◆ **Data to use**
┏━━
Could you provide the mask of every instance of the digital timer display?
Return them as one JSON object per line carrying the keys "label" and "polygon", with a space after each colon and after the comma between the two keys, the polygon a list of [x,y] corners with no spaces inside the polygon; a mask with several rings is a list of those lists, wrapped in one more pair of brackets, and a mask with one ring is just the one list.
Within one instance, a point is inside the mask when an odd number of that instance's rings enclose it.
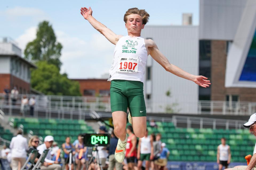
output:
{"label": "digital timer display", "polygon": [[85,134],[83,143],[86,146],[107,146],[109,144],[110,136],[107,134]]}

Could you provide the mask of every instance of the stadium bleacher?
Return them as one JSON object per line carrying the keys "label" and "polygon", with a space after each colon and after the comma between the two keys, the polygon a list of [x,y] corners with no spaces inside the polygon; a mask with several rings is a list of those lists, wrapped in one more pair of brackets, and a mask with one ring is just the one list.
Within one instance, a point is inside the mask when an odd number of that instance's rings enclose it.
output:
{"label": "stadium bleacher", "polygon": [[67,136],[70,137],[73,142],[80,133],[94,132],[91,127],[82,120],[10,118],[9,121],[15,128],[22,125],[25,134],[31,131],[34,135],[43,138],[47,135],[53,136],[59,145],[65,142]]}
{"label": "stadium bleacher", "polygon": [[[13,135],[9,129],[5,129],[3,127],[0,125],[0,136],[3,139],[10,141],[13,137]],[[8,145],[8,143],[6,144]]]}
{"label": "stadium bleacher", "polygon": [[255,138],[248,129],[187,129],[175,128],[171,122],[156,123],[157,128],[147,122],[149,134],[161,134],[162,142],[170,151],[170,160],[215,162],[217,147],[224,137],[230,146],[231,162],[244,162],[245,156],[252,154],[255,145]]}
{"label": "stadium bleacher", "polygon": [[[31,130],[43,138],[53,135],[59,145],[65,142],[66,136],[70,136],[73,142],[80,133],[94,132],[83,120],[11,118],[9,121],[14,128],[22,125],[25,134]],[[170,151],[170,160],[215,162],[217,148],[224,137],[230,146],[231,162],[244,162],[244,156],[252,153],[255,145],[255,137],[247,129],[188,129],[175,127],[171,122],[156,123],[157,128],[151,127],[147,122],[149,134],[161,134],[162,142],[166,144]],[[13,134],[8,130],[5,131],[5,135],[0,134],[10,140]]]}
┗━━
◆ **Instruction**
With the pictures left out, transcribe the material exactly.

◆ **Completed task**
Could you provide the mask of every instance of the digital timer display?
Return them as one JSON object per line carrying the keys "label" and "polygon", with a space after each colon and after the comma between the two keys, the polygon a list of [x,y] corners with no spaces inside the polygon; a mask with several rings is a list of those lists, wrapped in one more pair of brackets, and a mask with one ring is just the one list.
Within one instance, a point is inside the mask when an odd number of that instance's rings enclose it.
output:
{"label": "digital timer display", "polygon": [[85,134],[83,143],[86,146],[107,146],[109,144],[110,136],[107,134]]}

Could you provide the mask of every instance of the stadium bleacher?
Return them as one JSON object per line carrying the keys "label" and "polygon", with a space after each colon and after the comma between the two keys, the polygon a list of [x,y] corners with no spaces inside the polygon; a mask with several rings is a list of those lists, wrapped in one more pair of brackets, and a mask with one ring is just the one list.
Within one instance, a point is inside the mask when an odd number of that instance's rings enclose it.
output:
{"label": "stadium bleacher", "polygon": [[67,136],[70,137],[73,142],[80,133],[94,132],[91,127],[82,120],[10,118],[9,121],[15,128],[22,125],[25,134],[31,131],[34,135],[43,138],[47,135],[53,136],[59,145],[65,142]]}
{"label": "stadium bleacher", "polygon": [[[13,135],[9,129],[5,129],[3,127],[0,125],[0,136],[3,139],[10,141],[13,137]],[[8,145],[8,143],[6,144]]]}
{"label": "stadium bleacher", "polygon": [[255,138],[248,129],[187,129],[175,128],[171,122],[156,123],[157,128],[147,122],[149,134],[161,134],[162,142],[170,151],[170,160],[215,162],[217,147],[224,137],[230,146],[231,162],[244,162],[245,156],[252,154],[255,145]]}
{"label": "stadium bleacher", "polygon": [[[31,130],[43,138],[53,135],[59,145],[65,142],[66,136],[70,136],[73,142],[80,133],[94,132],[83,120],[11,118],[9,121],[14,128],[22,125],[25,134]],[[170,151],[170,160],[215,162],[217,148],[224,137],[230,146],[231,162],[244,162],[244,156],[252,153],[255,145],[255,137],[247,129],[188,129],[175,127],[171,122],[156,123],[157,128],[151,127],[147,122],[149,134],[161,134],[162,142],[166,144]],[[13,134],[8,130],[5,131],[5,135],[0,134],[10,140]]]}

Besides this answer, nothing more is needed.